I would send my cell #, email, AND fax # on paperwork asking them to PLEASE call me if there were any problems /w the applications, instead of wasting time and money mailing back the error report.  They NEVER did that...they just went ahead and mailed back the error report instead of calling or emailing so I could remedy the problem.  They never got my first membership application, so I did a second one, then they processed BOTH of them (major pain).  It just seemed like there was always a problem w/ the applications.   Now that all my animals are finally registered, it should be much easier for me to just do all the paperwork (instead of relying on another party to supply info).  

Just stick with it...it really does make your animals more saleable, and it does get easier.


----------



## beckyburkheart (Feb 27, 2012)

thanks.  it's good to know i'm not crazy.  ...going out to check the babies and i'll be calling them when i get back.


----------



## beckyburkheart (Feb 27, 2012)

ok.  we were on the phone for a long time but i think that most of the stuff is worked out.  paid over the phone so i have a nice credit balance and a packet ready to mail back that has been gone through step by step.

one thing i was confused about was the three levels of registration.  grade, american and purebred.   i know i've done horses for too long and am stuck there and still trying to transition.

i'm still kinda sorting it out in my head.  i was confused on the difference between grade and american, and i'm not sure i have it completely figured out, but i'll go back to the website this afternoon. 


i know that bucks have to be purebred.
...so for does.  
a purebred and an unknown produce a grade *if it matches type*
grade 1st generation, bred to a purebred, produces grade 2nd generation, bred to a purebred produces "american". 

at what point does the american bred to a purebred produce purebred.

what is the difference in registration between unknown and unregistered and registered of a different breed. 


... so if a breeding my purebred lamancha buck to an unregistered nubian doe produces an elf eared doe, is she registrable as  a "grade" lamancha?

_Stated problem a:_
Rewrite the listing lines from the one containing "of the layered" through the end of the listing, inclusive, with the requests kept as they are. Shift every coordinate in the answers by -84.

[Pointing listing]
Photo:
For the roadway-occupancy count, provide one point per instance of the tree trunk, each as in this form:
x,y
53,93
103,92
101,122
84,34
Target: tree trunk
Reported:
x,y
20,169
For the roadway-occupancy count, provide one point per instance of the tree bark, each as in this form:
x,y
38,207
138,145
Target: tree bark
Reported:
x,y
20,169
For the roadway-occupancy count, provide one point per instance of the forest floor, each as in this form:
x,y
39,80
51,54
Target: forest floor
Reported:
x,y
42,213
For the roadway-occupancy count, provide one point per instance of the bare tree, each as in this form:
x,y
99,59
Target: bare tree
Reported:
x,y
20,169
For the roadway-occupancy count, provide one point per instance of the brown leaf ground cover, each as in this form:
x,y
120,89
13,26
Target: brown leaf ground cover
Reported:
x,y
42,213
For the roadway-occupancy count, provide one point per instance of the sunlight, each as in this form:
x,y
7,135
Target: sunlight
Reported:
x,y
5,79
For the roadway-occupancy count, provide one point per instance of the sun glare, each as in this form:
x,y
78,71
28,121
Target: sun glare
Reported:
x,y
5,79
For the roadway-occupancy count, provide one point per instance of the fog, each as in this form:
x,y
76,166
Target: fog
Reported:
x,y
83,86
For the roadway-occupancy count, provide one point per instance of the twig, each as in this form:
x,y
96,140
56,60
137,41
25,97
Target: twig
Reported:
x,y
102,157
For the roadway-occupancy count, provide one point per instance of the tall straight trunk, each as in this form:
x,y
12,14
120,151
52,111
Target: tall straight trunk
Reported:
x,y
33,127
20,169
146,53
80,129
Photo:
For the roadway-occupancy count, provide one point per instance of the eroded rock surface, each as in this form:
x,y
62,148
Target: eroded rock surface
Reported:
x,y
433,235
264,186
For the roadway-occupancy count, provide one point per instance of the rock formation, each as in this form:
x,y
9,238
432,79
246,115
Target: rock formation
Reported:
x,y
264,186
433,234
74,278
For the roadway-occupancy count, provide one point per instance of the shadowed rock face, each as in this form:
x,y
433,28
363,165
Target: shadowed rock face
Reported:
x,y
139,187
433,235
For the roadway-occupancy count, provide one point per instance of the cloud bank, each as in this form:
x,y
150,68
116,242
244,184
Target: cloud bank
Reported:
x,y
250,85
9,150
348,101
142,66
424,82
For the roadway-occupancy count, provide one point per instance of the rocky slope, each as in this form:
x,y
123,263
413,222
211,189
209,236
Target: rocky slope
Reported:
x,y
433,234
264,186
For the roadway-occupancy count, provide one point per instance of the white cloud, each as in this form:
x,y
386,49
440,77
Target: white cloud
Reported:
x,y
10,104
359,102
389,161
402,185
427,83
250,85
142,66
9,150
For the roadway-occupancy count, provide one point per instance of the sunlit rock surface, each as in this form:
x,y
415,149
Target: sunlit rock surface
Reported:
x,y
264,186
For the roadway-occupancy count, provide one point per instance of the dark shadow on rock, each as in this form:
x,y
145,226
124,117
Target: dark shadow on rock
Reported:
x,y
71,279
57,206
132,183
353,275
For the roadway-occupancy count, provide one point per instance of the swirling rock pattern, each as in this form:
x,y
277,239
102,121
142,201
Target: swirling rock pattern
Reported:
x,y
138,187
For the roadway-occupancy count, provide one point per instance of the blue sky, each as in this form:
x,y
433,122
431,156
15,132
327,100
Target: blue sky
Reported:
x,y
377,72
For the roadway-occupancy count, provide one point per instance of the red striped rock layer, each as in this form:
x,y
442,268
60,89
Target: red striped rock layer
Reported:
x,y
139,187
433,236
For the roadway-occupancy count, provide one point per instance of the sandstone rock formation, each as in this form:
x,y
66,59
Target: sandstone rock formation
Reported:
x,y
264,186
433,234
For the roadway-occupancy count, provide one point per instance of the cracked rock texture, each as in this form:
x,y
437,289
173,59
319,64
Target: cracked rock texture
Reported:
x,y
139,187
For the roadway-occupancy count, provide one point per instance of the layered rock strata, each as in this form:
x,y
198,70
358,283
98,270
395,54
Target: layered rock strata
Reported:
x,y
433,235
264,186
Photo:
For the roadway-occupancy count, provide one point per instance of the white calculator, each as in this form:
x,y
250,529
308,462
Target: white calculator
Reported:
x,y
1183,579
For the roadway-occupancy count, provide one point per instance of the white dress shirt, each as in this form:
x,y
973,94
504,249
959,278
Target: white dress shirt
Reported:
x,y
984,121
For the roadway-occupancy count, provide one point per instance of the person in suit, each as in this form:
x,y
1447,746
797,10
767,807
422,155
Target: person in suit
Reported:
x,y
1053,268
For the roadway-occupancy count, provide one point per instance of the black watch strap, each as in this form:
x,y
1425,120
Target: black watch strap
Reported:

_Stated problem b:_
Repeat the goat registration thread word for word.

_Task output a:_
For the roadway-occupancy count, provide one point per instance of the layered rock strata, each as in this form:
x,y
198,70
358,283
98,270
395,54
Target: layered rock strata
Reported:
x,y
349,151
180,102
Photo:
For the roadway-occupancy count, provide one point per instance of the white calculator, each as in this form:
x,y
250,529
308,462
Target: white calculator
Reported:
x,y
1099,495
For the roadway-occupancy count, provide one point per instance of the white dress shirt, each as in this form:
x,y
973,94
504,249
959,278
Target: white dress shirt
Reported:
x,y
900,37
For the roadway-occupancy count, provide one point per instance of the person in suit, each as in this form:
x,y
1447,746
797,10
767,807
422,155
Target: person in suit
Reported:
x,y
969,184
For the roadway-occupancy count, provide one point per instance of the black watch strap, each as in this form:
x,y
1425,120
Target: black watch strap
Reported:

_Task output b:_
I would send my cell #, email, AND fax # on paperwork asking them to PLEASE call me if there were any problems /w the applications, instead of wasting time and money mailing back the error report.  They NEVER did that...they just went ahead and mailed back the error report instead of calling or emailing so I could remedy the problem.  They never got my first membership application, so I did a second one, then they processed BOTH of them (major pain).  It just seemed like there was always a problem w/ the applications.   Now that all my animals are finally registered, it should be much easier for me to just do all the paperwork (instead of relying on another party to supply info).  

Just stick with it...it really does make your animals more saleable, and it does get easier.


----------



## beckyburkheart (Feb 27, 2012)

thanks.  it's good to know i'm not crazy.  ...going out to check the babies and i'll be calling them when i get back.


----------



## beckyburkheart (Feb 27, 2012)

ok.  we were on the phone for a long time but i think that most of the stuff is worked out.  paid over the phone so i have a nice credit balance and a packet ready to mail back that has been gone through step by step.

one thing i was confused about was the three levels of registration.  grade, american and purebred.   i know i've done horses for too long and am stuck there and still trying to transition.

i'm still kinda sorting it out in my head.  i was confused on the difference between grade and american, and i'm not sure i have it completely figured out, but i'll go back to the website this afternoon. 


i know that bucks have to be purebred.
...so for does.  
a purebred and an unknown produce a grade *if it matches type*
grade 1st generation, bred to a purebred, produces grade 2nd generation, bred to a purebred produces "american". 

at what point does the american bred to a purebred produce purebred.

what is the difference in registration between unknown and unregistered and registered of a different breed. 


... so if a breeding my purebred lamancha buck to an unregistered nubian doe produces an elf eared doe, is she registrable as  a "grade" lamancha?